Description of the task:
Look below for the line holding "Would you mind marking the woman sitting" and the line holding "Would you mind marking the black". Repeat those two and everything between, exactly.

─── Dataset records ───

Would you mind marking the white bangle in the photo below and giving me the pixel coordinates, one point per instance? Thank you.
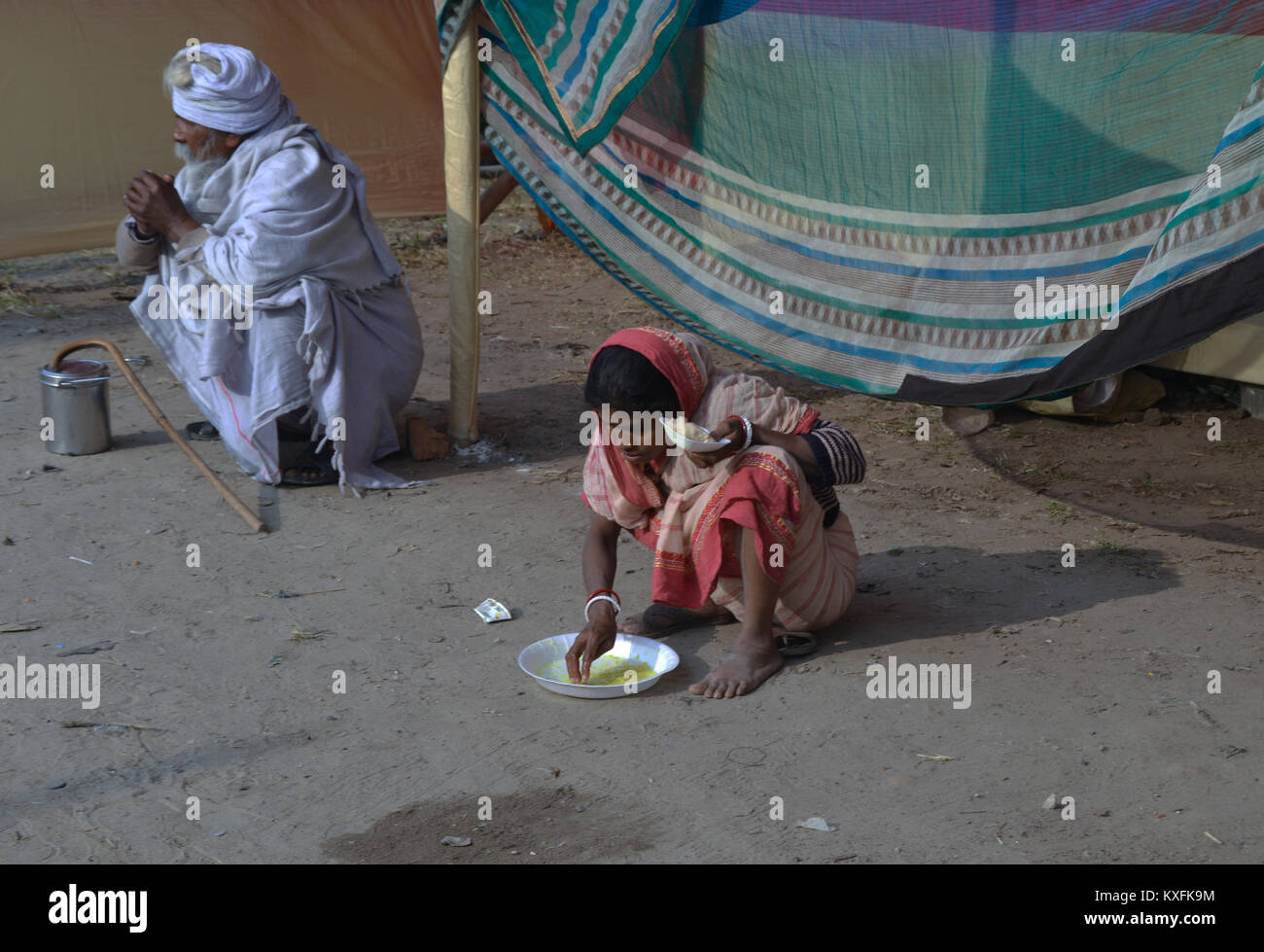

───
─── Dataset records ───

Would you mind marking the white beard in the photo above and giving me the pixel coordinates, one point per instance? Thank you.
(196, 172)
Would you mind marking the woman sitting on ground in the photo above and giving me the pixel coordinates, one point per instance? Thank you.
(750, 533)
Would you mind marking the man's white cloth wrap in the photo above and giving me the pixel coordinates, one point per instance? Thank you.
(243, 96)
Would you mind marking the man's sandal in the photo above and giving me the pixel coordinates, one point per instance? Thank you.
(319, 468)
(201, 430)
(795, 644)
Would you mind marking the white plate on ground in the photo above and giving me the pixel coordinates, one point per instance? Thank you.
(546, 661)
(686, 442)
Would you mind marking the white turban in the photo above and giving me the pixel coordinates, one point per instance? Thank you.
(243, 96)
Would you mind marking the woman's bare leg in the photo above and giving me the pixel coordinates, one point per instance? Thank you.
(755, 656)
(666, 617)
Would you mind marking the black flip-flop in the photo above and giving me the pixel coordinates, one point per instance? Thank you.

───

Exercise answer:
Would you mind marking the woman sitting on ground in the photo above and giving me the pixel coordinates, one point per instance? Thank you.
(750, 533)
Would you mind marking the man's white cloth wrap in the photo above and giving me the pixel coordinates, one point per instance? Thank you.
(243, 96)
Would you mind marking the man's sandal in the photo above and giving me the pixel coordinates, one point per instance? Thank you.
(319, 468)
(201, 430)
(795, 644)
Would you mind marking the white plate on ground in the photo above and giving me the pixel coordinates, one point per instance? Thank you.
(546, 661)
(686, 442)
Would you mind marking the white turban in the photo above and giving me the pixel coordinates, one point per instance? Thank you.
(243, 96)
Would you mind marking the woman's bare leg in the photo above and giving me the pixel coordinates, one point per instance? Thank you.
(755, 656)
(666, 617)
Would you mind marking the black flip-flop in the photo above and giving me the pixel coordinates, one point per instance? Thank you.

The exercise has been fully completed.